[Work required] Output all entries verbatim. Skip pictures.

[Data for the task]
*-*-*

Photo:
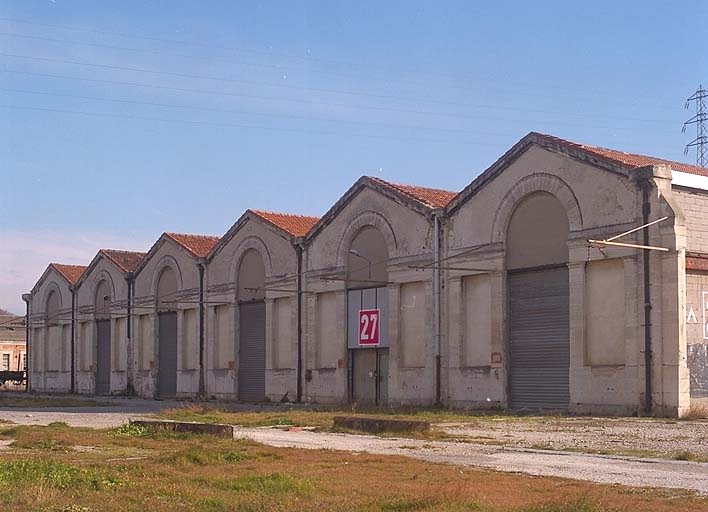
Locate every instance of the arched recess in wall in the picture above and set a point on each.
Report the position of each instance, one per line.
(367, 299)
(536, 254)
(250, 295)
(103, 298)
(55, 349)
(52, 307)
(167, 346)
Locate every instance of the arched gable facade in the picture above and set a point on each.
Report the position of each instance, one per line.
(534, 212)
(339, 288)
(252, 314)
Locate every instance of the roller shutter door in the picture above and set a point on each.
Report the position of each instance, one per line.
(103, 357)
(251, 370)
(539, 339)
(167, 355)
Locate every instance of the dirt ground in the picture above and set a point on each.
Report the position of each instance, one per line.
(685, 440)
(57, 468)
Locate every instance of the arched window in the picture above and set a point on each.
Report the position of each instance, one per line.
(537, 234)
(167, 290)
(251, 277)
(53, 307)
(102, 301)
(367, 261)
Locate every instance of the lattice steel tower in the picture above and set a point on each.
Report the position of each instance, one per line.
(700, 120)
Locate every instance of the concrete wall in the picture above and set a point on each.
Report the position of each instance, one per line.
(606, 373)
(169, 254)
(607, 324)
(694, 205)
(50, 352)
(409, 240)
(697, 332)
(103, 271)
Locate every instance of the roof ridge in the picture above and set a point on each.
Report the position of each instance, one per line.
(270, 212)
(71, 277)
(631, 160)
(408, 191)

*-*-*

[Your response]
Photo:
Locate every instance of the arched recess in wall in the picture above and set a point on each.
Report the position of each instance, one per line.
(367, 299)
(536, 254)
(250, 295)
(103, 298)
(55, 349)
(52, 307)
(167, 346)
Locate every instance of the arched gable facade in the picture above and set a point on each.
Report the position of each instance, one per line.
(534, 212)
(339, 288)
(252, 314)
Locate every instance of the roller shutter door in the picture above and set a point on each.
Report the position of each instance, one per line.
(103, 357)
(251, 370)
(539, 339)
(167, 355)
Locate every instance of the dirt ground in the picture above and set a point on each.
Report the position of each instance, one per line.
(685, 440)
(57, 468)
Locate every instance of the arched window in the picture above and set a point on each.
Report the position of each instance, one per line.
(537, 234)
(167, 290)
(251, 277)
(53, 307)
(102, 301)
(367, 261)
Locate every instance of the lattice steel tower in the picture above and set a point on each.
Report the position of each instance, one per line.
(700, 120)
Locate every instance of the concrete wall in the picture above and set a point on each.
Report the position of each instance, one per line.
(606, 373)
(169, 254)
(607, 324)
(694, 205)
(50, 352)
(409, 240)
(697, 332)
(103, 271)
Locate every instance of the roof ridge in the picture above and set a point on each.
Report the position of each instance, one per line.
(270, 212)
(71, 277)
(631, 160)
(408, 191)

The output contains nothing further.